Tâche demandée A: D'après l'extrait à lire, combien d'utilisateurs d'Internet compte-t-on environ ?

Il y a quelque 30 à 35 millions d'utilisateurs d'Internet, ce sont les personnes qui circulent actuellement sur Internet, qui se connectent plus qu' occasionnellement.
Le profil des utilisateurs
Le profil des personnes qui se connectent est tres intéressant : les universitaires européens sont beaucoup plus présents que les universitaires américains. Les informaticiens sont tres utilisateurs pour des raisons évidentes. Les autres populations, c'est-à-dire le grand public, sont encore peu présentes sur le Web. On note un retard de l'Europe sur les Etats-Unis.
Les motivations des utilisateurs ? le commerce, le shopping, les finances, la météo, le gouvernement, les résultats des recherches classés par ordre croissant, les fonctions commerciales, l'actualité et enfin, le dictionnaire de références. Les schémas montrent la tendance, l'évolution d'une année sur l'autre. On note une diminution de la recherche académique, par exemple, et une forte augmentation -en Europe- de la recherche industrielle. Nous ne parlerons pas de l'éducation. On note une légere diminution concernant les domaines du travail et des distractions.
Les entreprises sur le Web
Les Champs Elysées électroniques sont la vitrine. Je citerai quelques exemples qui montrent l'étendue du probleme. Quand vous êtes une PME de vins de Bordeaux ou de champagne, vous êtes habitués à vendre votre bordeaux ou votre champagne dans le monde entier, mais vous ne connaissez pas Internet. Les PME de l'agriculture sont beaucoup moins en retard qu'on ne le croit parfois quand on est parisien. En réalité, ils connaissent tres bien les moyens et technologies modernes. Le retard de la France dans sa présence sur Internet se traduisait par un handicap de présence commerciale, de vitrine industrielle sur le Web. Ce retard est en voie de correction. Actuellement, quand vous cherchez du vin de Bordeaux, vous en trouvez sur le Web. Aujourd'hui, Renault est sur le Web parce que Peugeot y était allé un peu avant et parce qu'en l'absence de Renault sur le Web, tout le monde y parlait de Renault, mais pas forcément des gens que Renault souhaitait.
Acheter sur le Web
D'ici la fin de l'année, il sera possible de commander des objets, bon marché ou plus chers, sur le Web. La technologie existe. Elle suppose le cryptage, l'identification sûre des clients, de la même maniere que certains Minitels sont aujourd'hui vendus équipés d'un lecteur de carte à mémoire. Le paiement de la commande sur le Web pose le probleme de l'identification certaine de la personne qui commande avec un code d'acces et la possibilité de crypter le code pour qu'un tiers ne puisse pas l'utiliser.
Impact du Web sur les entreprises
Autre enjeu économique : les entreprises. Les entreprises rencontrent par rapport au WEB le probleme de la peau qui entoure un être vivant. Du simple fait qu'il existe, un être vivant doit avoir une peau. Même dans un protozoaire, il y a l'intérieur et l'extérieur et il y a une peau. Cette peau définit l'intégrité de cet individu. Le probleme d'Internet est qu'il n'y a pas de peau. C'est un immense océan dans lequel toute l'information circule. Une entreprise hésite à aller sur Internet. Elle y mettra son catalogue, mais elle ne peut pas mettre sa substance, son fichier clients par exemple. Aucune entreprise ne peut se permettre de prendre le risque de mettre son fichier clients sur le réseau. L'intérêt des concurrents est tellement important de percer ce fichier clients qu'elle ne veut pas l'y mettre, même en mettant une protection autour.

Données de travail:

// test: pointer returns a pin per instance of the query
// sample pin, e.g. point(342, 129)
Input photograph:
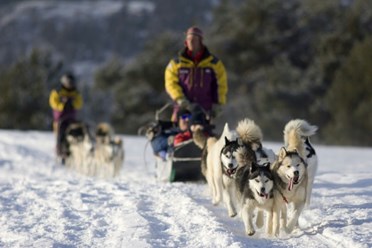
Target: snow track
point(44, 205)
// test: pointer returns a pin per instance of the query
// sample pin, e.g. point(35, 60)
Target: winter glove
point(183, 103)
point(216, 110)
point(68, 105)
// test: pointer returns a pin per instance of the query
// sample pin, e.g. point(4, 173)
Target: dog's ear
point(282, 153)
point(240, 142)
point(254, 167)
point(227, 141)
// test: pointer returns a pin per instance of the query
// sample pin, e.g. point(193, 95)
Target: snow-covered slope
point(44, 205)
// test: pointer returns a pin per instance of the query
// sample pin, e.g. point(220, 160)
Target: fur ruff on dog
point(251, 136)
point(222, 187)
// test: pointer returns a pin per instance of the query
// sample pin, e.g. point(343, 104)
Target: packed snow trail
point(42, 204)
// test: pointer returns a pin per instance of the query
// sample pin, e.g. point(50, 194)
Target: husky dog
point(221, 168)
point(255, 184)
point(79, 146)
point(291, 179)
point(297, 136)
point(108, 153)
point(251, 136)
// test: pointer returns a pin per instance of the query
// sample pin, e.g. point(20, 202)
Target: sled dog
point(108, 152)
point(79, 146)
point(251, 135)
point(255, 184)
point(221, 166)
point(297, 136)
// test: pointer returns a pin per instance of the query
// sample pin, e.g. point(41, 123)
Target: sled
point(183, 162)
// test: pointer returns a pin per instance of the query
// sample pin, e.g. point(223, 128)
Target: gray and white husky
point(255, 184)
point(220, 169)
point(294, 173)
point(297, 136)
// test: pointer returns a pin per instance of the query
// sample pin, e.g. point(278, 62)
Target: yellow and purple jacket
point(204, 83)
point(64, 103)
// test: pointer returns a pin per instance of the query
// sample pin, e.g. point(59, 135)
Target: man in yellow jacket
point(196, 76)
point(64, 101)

Tâche demandée B: Recopiez intégralement les enregistrements, de leur première ligne jusqu'à la ligne contenant "point(227, 141)" incluse, en augmentant de 140 chacune des coordonnées des points donnés en réponse. Laissez les images de côté dans votre réponse.

Solution complète A: On compte quelque 30 à 35 millions d'utilisateurs d'Internet.

Solution complète B:
// test: pointer returns a pin per instance of the query
// sample pin, e.g. point(342, 129)
Input photograph:
Target: snow track
point(184, 345)
// test: pointer returns a pin per instance of the query
// sample pin, e.g. point(35, 60)
Target: winter glove
point(323, 243)
point(356, 250)
point(208, 245)
// test: pointer returns a pin per instance of the query
// sample pin, e.g. point(4, 173)
Target: dog's ear
point(422, 293)
point(380, 282)
point(394, 307)
point(367, 281)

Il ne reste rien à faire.